◆ **Material de trabajo**
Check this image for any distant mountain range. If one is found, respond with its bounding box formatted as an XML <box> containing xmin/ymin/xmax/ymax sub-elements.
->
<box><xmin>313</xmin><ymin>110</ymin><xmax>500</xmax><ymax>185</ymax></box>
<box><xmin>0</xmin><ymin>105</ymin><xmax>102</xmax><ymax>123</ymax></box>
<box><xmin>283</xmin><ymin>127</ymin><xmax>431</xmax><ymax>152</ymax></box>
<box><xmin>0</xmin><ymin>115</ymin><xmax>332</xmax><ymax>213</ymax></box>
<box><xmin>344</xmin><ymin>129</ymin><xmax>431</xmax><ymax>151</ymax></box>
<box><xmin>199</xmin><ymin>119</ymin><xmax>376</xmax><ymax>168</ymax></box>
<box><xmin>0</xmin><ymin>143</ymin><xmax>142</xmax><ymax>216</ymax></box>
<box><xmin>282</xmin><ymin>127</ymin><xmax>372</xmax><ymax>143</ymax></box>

◆ **Solicitud escrita**
Presenta todas las líneas de los ítems anteriores como una lista JSON de cadenas, con una cadena por línea y sin incluir las líneas en blanco.

◆ **Solución propuesta**
[
  "Check this image for any distant mountain range. If one is found, respond with its bounding box formatted as an XML <box> containing xmin/ymin/xmax/ymax sub-elements.",
  "->",
  "<box><xmin>313</xmin><ymin>110</ymin><xmax>500</xmax><ymax>185</ymax></box>",
  "<box><xmin>0</xmin><ymin>105</ymin><xmax>102</xmax><ymax>123</ymax></box>",
  "<box><xmin>283</xmin><ymin>127</ymin><xmax>431</xmax><ymax>152</ymax></box>",
  "<box><xmin>0</xmin><ymin>115</ymin><xmax>332</xmax><ymax>213</ymax></box>",
  "<box><xmin>344</xmin><ymin>129</ymin><xmax>431</xmax><ymax>151</ymax></box>",
  "<box><xmin>199</xmin><ymin>119</ymin><xmax>376</xmax><ymax>168</ymax></box>",
  "<box><xmin>0</xmin><ymin>143</ymin><xmax>142</xmax><ymax>216</ymax></box>",
  "<box><xmin>282</xmin><ymin>127</ymin><xmax>372</xmax><ymax>143</ymax></box>"
]